• [What to produce] Could you print the data below line for line, with no changes?

(Dataset records)

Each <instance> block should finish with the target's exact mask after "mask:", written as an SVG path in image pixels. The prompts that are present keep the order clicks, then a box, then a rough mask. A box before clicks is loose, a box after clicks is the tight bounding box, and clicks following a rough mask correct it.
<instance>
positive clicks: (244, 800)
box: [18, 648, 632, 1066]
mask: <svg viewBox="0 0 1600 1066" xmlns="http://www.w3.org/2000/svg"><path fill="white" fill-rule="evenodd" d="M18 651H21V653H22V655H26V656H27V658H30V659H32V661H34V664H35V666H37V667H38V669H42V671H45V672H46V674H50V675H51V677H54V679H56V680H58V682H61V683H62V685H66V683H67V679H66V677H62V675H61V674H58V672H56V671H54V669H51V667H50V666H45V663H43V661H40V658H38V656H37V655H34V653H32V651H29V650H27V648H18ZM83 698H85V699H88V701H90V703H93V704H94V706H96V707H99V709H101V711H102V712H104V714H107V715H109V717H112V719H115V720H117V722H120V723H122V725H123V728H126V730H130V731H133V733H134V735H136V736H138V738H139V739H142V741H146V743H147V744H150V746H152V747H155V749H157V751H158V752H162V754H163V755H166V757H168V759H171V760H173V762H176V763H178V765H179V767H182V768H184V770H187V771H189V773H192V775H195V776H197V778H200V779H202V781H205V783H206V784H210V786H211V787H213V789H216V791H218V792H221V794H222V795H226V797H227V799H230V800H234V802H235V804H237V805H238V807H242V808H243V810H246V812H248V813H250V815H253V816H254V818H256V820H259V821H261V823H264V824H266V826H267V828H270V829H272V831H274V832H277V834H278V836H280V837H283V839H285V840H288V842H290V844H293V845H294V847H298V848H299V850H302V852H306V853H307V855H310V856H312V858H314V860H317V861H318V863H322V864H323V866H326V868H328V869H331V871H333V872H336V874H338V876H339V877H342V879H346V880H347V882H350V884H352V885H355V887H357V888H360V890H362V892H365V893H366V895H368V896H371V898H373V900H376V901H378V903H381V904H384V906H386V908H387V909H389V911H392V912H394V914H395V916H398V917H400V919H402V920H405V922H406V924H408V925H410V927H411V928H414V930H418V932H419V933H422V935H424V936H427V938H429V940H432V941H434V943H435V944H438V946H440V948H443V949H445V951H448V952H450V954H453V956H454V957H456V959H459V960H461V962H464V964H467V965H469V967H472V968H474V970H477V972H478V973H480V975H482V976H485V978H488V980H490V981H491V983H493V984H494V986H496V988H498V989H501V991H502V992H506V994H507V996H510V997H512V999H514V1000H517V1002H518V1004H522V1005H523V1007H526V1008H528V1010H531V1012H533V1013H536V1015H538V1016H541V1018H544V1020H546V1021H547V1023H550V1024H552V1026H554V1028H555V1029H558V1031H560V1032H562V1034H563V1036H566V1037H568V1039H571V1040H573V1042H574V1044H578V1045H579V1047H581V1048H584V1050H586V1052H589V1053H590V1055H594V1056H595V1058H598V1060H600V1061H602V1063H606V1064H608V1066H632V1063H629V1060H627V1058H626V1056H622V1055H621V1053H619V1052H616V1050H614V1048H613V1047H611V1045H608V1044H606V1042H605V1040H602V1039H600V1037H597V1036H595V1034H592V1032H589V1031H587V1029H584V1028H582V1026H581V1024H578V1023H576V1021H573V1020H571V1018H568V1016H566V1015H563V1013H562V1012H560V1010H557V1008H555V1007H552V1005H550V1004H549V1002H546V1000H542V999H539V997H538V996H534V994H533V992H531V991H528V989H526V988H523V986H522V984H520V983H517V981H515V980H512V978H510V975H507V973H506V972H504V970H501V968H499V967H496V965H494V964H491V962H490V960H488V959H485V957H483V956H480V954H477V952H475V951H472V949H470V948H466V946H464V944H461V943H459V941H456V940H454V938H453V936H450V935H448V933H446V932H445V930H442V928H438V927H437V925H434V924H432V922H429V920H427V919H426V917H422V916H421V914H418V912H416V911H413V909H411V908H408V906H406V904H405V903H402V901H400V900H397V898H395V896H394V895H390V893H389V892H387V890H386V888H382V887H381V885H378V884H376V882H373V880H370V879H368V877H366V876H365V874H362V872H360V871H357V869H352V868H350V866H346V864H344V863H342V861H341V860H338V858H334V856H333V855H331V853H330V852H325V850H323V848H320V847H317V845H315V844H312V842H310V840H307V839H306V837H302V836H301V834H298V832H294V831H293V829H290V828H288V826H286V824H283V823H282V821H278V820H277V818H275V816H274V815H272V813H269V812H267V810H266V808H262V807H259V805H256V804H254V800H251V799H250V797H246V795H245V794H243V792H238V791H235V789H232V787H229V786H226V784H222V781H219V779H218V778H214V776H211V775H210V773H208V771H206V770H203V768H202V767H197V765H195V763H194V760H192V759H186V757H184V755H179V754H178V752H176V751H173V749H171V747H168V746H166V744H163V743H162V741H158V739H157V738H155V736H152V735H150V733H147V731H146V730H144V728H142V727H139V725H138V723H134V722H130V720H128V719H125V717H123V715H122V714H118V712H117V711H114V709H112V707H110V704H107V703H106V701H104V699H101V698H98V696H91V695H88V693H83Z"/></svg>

• [Final answer]
Each <instance> block should finish with the target's exact mask after "mask:", written as an SVG path in image pixels. The prompts that are present keep the order clicks, then a box, then a rough mask. A box before clicks is loose, a box after clicks is the tight bounding box, and clicks following a rough mask correct it.
<instance>
positive clicks: (244, 800)
box: [18, 648, 632, 1066]
mask: <svg viewBox="0 0 1600 1066" xmlns="http://www.w3.org/2000/svg"><path fill="white" fill-rule="evenodd" d="M18 651H21V653H22V655H26V656H27V658H30V659H32V661H34V664H35V666H37V667H38V669H42V671H45V672H46V674H50V675H51V677H54V679H56V680H58V682H61V683H62V685H66V683H67V679H66V677H62V675H61V674H58V672H56V671H54V669H51V667H50V666H45V663H43V661H40V658H38V656H37V655H34V653H32V651H29V650H27V648H18ZM83 698H85V699H88V701H90V703H93V704H94V706H96V707H99V709H101V711H102V712H104V714H107V715H109V717H112V719H115V720H117V722H120V723H122V725H123V728H126V730H130V731H133V733H134V735H136V736H138V738H139V739H142V741H146V743H147V744H150V746H152V747H155V749H157V751H158V752H162V754H163V755H166V757H168V759H171V760H173V762H176V763H178V765H179V767H182V768H184V770H187V771H189V773H192V775H195V776H197V778H200V779H202V781H205V783H206V784H210V786H211V787H213V789H216V791H218V792H221V794H222V795H226V797H227V799H230V800H234V802H235V804H237V805H238V807H242V808H243V810H246V812H248V813H250V815H253V816H254V818H256V820H259V821H261V823H264V824H266V826H267V828H270V829H272V831H274V832H277V834H278V836H280V837H283V839H285V840H288V842H290V844H293V845H294V847H298V848H299V850H302V852H306V853H307V855H310V856H312V858H314V860H317V861H318V863H322V864H323V866H326V868H328V869H331V871H333V872H336V874H338V876H339V877H342V879H346V880H347V882H350V884H352V885H355V887H357V888H360V890H362V892H365V893H366V895H368V896H371V898H373V900H376V901H378V903H381V904H384V906H386V908H387V909H389V911H392V912H394V914H395V916H398V917H400V919H402V920H405V922H406V924H408V925H410V927H411V928H414V930H418V932H419V933H422V935H424V936H427V938H429V940H432V941H434V943H435V944H438V946H440V948H443V949H445V951H448V952H450V954H453V956H454V957H456V959H459V960H461V962H464V964H467V965H469V967H472V968H474V970H477V972H478V973H480V975H482V976H485V978H488V980H490V981H491V983H493V984H494V986H496V988H498V989H501V991H502V992H506V994H507V996H510V997H512V999H514V1000H517V1002H518V1004H522V1005H523V1007H526V1008H528V1010H531V1012H533V1013H536V1015H538V1016H541V1018H544V1020H546V1021H547V1023H550V1024H552V1026H554V1028H555V1029H558V1031H560V1032H562V1034H563V1036H566V1037H568V1039H571V1040H573V1042H574V1044H578V1045H579V1047H581V1048H584V1050H586V1052H589V1053H590V1055H594V1056H595V1058H598V1060H600V1061H602V1063H606V1064H608V1066H632V1063H629V1060H627V1058H626V1056H622V1055H621V1053H619V1052H616V1050H614V1048H613V1047H611V1045H608V1044H606V1042H605V1040H602V1039H600V1037H597V1036H595V1034H592V1032H589V1031H587V1029H584V1028H582V1026H581V1024H578V1023H576V1021H573V1020H571V1018H568V1016H566V1015H563V1013H562V1012H560V1010H557V1008H555V1007H552V1005H550V1004H549V1002H546V1000H542V999H539V997H538V996H534V994H533V992H531V991H528V989H526V988H523V986H522V984H520V983H517V981H515V980H512V978H510V975H507V973H506V972H504V970H501V968H499V967H496V965H494V964H491V962H490V960H488V959H485V957H483V956H480V954H477V952H475V951H472V949H470V948H466V946H464V944H461V943H459V941H456V940H454V938H453V936H450V935H448V933H446V932H445V930H442V928H438V927H437V925H434V924H432V922H429V920H427V919H426V917H422V916H421V914H418V912H416V911H413V909H411V908H408V906H406V904H405V903H402V901H400V900H397V898H395V896H394V895H390V893H389V892H387V890H386V888H382V887H381V885H378V884H376V882H373V880H370V879H368V877H366V876H365V874H362V872H360V871H357V869H352V868H350V866H346V864H344V863H342V861H341V860H338V858H334V856H333V855H331V853H330V852H325V850H323V848H320V847H317V845H315V844H312V842H310V840H307V839H306V837H302V836H301V834H298V832H294V831H293V829H290V828H288V826H286V824H283V823H282V821H278V820H277V818H275V816H274V815H272V813H269V812H267V810H266V808H262V807H259V805H256V804H254V800H251V799H250V797H246V795H245V794H243V792H238V791H235V789H232V787H229V786H226V784H222V781H219V779H218V778H214V776H211V775H210V773H208V771H206V770H203V768H202V767H197V765H195V763H194V760H192V759H186V757H184V755H179V754H178V752H176V751H173V749H171V747H168V746H166V744H163V743H162V741H158V739H157V738H155V736H152V735H150V733H147V731H146V730H144V728H142V727H139V725H138V723H134V722H130V720H128V719H125V717H123V715H122V714H118V712H117V711H114V709H112V707H110V704H107V703H106V701H104V699H101V698H98V696H91V695H88V693H83Z"/></svg>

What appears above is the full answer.